• Авторизация


Вернуться к реальности: куда бежали гимназисты 03-12-2011 13:19 к комментариям - к полной версии - понравилось!


В позапрошлом веке юные киевляне нередко убегали из дому, пленившись незрелыми мечтами о вольной экзотической жизни. Одни становились бродягами — суровая реальность не учила их отвечать за свою жизнь. Другие возвращались в обыденный мир и находили радости в нём

  В XIX столетии заморские колонии напоминали о себе не только привлекательными картинками в иллюстрированных журналах, но и обилием экзотических растений в домах и парках, мебелью из эбена, красного дерева и пахучего сандала. Европейцы уже не представляли жизни без чая, кофе, рома, сигар, риса, специй и пряностей. В городах открывались бакалеи с заморским товаром, а дачи, оранжереи и парковые беседки строились в колониальном стиле.

Представленные записи
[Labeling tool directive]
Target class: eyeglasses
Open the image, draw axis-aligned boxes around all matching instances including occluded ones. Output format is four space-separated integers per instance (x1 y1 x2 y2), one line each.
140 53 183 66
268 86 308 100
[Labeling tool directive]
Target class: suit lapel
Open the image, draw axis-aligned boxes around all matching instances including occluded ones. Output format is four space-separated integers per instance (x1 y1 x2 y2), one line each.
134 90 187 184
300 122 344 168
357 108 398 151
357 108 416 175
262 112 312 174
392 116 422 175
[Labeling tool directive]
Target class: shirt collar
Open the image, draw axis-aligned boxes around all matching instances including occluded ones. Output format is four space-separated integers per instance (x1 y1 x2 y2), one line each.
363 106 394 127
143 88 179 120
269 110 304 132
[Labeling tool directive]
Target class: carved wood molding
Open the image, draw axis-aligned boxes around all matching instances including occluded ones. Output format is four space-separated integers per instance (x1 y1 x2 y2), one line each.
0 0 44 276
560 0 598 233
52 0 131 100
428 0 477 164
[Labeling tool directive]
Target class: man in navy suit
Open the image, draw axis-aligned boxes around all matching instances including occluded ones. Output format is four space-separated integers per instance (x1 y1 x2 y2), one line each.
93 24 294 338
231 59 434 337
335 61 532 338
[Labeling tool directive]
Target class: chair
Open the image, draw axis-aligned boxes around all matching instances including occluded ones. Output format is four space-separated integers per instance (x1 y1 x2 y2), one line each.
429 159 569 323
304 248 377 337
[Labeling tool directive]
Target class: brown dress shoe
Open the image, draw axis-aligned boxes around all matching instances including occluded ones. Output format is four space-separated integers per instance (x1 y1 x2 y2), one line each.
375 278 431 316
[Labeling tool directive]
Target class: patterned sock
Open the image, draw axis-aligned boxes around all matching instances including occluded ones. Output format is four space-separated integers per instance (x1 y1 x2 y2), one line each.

Задания для выполнения
(A) Ответьте по статье о беглых гимназистах на вопросы:
(i) Кем становились одни из юных киевлян, убегавших из дому?
(ii) Из какого дерева, согласно статье, делали мебель в XIX столетии?
(iii) В каком стиле строились дачи, оранжереи и парковые беседки?
(B) Переведите на английский язык предложение из статьи о беглых гимназистах: «Европейцы уже не представляли жизни без чая, кофе, рома, сигар, риса, специй и пряностей».
Записи являются отдельным материалом и с документом не связаны.

Полные ответы
(A)
(i) Бродягами.
(ii) Из эбена, красного дерева и пахучего сандала.
(iii) В колониальном стиле.

(B) Europeans could no longer imagine life without tea, coffee, rum, cigars, rice, spices, and seasonings.